## Text block
This case takes place in Virginia and involves a patient who died from an accidental overdose of prescription drugs repeatedly prescribed. The patient presented due to a chronic medical condition which required an ongoing pain management regime. The patient was prescribed a range of opioid medications, for which dosages were progressively increased over the course of several years. Eventually, the patient was killed by an overdose of her pain medication, enabled in part by the large dosage she had been prescribed.
Question(s) For Expert Witness
- 1. Do you have extensive experience working with pain management medications?
- 2. Please explain your knowledge the complications that can arise from prescribing these medications before obtain the proper patient information?
- 3. What is you experience working on similar cases?
Expert Witness Response E-003798
I am a practicing Primary Care Physician and Hospital Pharmacist, with extensive experience as a retail pharmacist. I have a Master’s of Science in Pharmacology and Toxicology with the focus of my research in the area of drugs of abuse. As a practicing Physician and Pharmacist, I have extensive experience working with the medications identified in this case. My knowledge regarding the potential complications of these particular medications is derived from my education and experience as a Practicing Physician and Pharmacist, as well as having a Masters in Clinical Pharmacology and Toxicology. The most relevant interaction is going to be regarding sedation, from central nervous system depression, as well as potential metabolic interaction from liver metabolism resulting in potential unintended elevated levels of certain medications that share the same pathways. My experience is extensive in working on cases involving the above medications on both plaintiff and defensive side, outpatients and inpatients (hospitalized), relative to pharmacist and physician errors.

## Requirement 1
In the Virginia overdose case text above, translate this sentence into Spanish: "The patient presented due to a chronic medical condition which required an ongoing pain management regime."
## Requirement 2
Pick up the expert witness text on the Virginia overdose case where it stops and write what comes next.

## Supplied material
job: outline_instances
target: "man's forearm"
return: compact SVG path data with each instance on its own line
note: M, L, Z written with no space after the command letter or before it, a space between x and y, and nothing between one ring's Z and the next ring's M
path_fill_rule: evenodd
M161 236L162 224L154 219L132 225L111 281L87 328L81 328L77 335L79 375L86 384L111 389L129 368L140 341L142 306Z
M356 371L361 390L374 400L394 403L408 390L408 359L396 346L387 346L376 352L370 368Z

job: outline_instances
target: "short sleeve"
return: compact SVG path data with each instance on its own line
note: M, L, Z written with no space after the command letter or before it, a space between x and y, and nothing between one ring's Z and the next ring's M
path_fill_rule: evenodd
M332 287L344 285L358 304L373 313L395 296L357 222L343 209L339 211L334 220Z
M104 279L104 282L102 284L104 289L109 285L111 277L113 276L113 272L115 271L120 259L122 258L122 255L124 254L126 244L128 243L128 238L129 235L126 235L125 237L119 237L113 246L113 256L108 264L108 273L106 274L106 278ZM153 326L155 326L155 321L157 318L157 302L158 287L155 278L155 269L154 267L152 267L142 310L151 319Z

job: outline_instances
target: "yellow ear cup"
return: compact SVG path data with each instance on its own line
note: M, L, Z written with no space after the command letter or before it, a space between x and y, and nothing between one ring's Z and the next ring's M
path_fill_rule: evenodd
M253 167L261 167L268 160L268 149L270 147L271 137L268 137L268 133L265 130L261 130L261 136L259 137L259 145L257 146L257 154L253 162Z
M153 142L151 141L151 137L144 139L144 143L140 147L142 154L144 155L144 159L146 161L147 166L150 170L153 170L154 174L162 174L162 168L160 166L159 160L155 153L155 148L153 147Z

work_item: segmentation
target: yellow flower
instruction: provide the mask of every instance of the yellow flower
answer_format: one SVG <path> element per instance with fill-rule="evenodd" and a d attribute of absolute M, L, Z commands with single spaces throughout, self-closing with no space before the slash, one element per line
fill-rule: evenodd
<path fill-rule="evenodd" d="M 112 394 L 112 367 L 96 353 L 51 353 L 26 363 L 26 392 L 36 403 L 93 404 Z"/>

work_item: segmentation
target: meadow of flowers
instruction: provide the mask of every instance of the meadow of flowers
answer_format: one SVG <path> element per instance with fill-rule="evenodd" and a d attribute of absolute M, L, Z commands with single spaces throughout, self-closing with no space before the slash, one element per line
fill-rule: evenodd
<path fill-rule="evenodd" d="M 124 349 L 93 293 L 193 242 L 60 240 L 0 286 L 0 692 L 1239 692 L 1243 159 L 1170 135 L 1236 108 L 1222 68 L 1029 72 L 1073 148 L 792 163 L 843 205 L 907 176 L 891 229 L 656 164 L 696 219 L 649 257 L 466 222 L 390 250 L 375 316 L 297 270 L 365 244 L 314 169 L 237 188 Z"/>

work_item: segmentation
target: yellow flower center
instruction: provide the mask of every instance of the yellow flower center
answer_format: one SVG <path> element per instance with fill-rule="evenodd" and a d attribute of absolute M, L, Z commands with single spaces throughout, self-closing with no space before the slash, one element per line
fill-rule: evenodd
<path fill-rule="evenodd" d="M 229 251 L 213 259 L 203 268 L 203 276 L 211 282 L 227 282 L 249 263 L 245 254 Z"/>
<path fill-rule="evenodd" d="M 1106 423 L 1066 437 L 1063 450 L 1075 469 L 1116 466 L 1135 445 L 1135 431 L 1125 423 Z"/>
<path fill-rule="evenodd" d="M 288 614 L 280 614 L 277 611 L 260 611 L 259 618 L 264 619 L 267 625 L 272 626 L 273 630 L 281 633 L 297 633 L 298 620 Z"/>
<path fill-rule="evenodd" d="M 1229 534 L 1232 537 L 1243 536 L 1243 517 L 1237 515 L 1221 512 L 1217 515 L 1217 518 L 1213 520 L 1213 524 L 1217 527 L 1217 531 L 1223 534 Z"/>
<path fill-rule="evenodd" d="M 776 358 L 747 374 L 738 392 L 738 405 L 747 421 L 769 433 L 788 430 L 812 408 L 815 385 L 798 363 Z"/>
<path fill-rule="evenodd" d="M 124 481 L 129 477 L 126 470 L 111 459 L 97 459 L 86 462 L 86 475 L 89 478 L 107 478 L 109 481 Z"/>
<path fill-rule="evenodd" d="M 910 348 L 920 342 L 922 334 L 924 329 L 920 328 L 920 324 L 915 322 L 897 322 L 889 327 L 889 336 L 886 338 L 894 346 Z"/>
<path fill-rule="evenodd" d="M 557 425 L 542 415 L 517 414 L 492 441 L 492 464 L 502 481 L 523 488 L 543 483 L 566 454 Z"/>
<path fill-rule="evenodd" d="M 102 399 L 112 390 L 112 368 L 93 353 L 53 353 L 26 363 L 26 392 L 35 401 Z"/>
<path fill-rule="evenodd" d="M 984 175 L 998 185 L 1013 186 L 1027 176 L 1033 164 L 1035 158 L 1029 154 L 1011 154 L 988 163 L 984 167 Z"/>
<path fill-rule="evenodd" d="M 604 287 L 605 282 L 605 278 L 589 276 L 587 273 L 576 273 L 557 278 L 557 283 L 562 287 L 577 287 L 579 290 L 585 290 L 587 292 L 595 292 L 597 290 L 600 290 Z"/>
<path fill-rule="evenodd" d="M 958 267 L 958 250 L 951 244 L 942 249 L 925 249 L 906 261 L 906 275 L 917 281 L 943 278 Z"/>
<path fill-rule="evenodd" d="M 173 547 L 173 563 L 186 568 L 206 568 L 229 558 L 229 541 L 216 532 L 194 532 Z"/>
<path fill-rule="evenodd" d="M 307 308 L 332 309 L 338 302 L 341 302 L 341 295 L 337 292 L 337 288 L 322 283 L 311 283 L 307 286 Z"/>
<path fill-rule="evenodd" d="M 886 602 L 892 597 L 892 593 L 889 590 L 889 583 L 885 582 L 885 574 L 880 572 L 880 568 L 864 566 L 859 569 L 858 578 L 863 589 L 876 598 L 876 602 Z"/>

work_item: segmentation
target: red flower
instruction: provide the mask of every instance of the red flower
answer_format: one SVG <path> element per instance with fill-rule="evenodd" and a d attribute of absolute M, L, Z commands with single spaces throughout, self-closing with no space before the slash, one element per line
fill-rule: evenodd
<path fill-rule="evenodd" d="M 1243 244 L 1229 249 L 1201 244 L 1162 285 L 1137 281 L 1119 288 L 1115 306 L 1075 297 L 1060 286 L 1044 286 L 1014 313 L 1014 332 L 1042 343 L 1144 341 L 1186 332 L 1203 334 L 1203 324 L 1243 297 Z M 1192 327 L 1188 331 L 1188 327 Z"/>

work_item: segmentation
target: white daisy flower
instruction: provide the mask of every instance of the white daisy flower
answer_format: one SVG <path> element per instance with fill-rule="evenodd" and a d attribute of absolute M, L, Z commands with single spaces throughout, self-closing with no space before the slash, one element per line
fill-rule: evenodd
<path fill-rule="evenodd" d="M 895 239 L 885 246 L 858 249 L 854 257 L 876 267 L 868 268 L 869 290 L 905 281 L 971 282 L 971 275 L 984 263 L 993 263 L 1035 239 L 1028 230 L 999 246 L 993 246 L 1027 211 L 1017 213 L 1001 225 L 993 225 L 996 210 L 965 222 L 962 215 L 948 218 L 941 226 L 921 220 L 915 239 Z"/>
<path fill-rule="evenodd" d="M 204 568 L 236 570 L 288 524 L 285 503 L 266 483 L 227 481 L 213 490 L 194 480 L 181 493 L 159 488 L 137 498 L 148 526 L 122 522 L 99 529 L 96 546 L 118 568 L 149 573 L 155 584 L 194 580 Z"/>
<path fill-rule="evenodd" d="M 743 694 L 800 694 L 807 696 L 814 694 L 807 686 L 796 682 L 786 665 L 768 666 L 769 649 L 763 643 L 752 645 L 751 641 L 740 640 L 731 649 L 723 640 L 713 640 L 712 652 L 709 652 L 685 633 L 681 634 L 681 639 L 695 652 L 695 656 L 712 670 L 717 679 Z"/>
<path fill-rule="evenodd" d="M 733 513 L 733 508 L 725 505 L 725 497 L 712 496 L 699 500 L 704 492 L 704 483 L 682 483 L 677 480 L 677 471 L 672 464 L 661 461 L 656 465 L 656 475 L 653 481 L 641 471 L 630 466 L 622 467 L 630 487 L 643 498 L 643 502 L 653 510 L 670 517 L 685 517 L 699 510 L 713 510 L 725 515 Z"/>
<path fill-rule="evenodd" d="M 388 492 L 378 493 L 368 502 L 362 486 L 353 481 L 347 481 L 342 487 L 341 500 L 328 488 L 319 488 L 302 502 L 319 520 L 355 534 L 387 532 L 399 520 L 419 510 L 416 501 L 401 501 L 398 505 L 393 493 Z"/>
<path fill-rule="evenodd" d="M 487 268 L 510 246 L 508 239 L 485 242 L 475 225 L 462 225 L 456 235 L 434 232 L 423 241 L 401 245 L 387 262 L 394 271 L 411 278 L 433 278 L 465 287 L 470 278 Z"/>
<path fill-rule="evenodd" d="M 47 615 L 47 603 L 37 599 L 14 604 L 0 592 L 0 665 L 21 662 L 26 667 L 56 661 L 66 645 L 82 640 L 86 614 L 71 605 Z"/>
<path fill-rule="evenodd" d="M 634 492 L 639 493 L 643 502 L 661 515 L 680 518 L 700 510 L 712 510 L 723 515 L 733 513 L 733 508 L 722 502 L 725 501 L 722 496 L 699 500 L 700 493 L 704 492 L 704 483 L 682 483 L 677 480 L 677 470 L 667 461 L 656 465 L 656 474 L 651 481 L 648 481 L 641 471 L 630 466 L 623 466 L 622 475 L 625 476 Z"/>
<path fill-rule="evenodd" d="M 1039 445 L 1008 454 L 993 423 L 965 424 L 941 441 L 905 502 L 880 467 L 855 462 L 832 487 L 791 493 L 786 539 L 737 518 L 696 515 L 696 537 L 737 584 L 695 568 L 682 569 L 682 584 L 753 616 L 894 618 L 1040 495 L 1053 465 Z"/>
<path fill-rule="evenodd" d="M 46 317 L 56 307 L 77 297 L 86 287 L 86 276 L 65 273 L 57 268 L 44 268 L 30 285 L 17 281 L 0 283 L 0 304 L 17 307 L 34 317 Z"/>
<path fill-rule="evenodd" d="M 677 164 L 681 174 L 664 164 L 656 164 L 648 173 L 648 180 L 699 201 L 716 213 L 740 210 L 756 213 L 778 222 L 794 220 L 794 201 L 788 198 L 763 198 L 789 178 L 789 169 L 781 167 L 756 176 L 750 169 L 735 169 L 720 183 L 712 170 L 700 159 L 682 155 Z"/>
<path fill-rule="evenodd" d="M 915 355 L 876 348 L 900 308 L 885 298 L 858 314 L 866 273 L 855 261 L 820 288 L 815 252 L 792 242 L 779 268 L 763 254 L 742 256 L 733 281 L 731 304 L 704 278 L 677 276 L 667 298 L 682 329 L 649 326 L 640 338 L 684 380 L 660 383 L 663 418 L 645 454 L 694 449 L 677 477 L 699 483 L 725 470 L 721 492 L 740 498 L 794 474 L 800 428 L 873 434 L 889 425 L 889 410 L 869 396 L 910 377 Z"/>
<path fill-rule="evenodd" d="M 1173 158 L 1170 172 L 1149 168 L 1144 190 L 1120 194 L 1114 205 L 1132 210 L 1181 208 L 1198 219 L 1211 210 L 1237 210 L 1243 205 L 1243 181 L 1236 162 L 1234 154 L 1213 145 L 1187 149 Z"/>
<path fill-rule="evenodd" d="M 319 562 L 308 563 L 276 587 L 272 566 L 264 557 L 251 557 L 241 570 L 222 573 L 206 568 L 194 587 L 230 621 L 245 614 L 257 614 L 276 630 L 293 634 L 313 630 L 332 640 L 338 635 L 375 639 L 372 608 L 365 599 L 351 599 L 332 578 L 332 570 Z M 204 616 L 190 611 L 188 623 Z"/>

## Task output 1
La paciente se presentó por una afección médica crónica que requería un régimen continuo de manejo del dolor.

## Task output 2
Expert Witness Response E-030614
Yes, I have extensive experience with pain medication management. I consult primarily at long-term care facilities where there is a relatively large focus on pain management monitored by quality measure indicators. The absence of a complete assessment of pain, including source, type, location, and intensity as well as covariates impacting the reporting of pain, will likely result in overmedicating, potentially with an inappropriate selection of pain medication. The use of multiple pain medications will increase the risk of interactions, typically a synergistic effect of a common side effect. I have experience with similar cases, both plaintiff and defendant.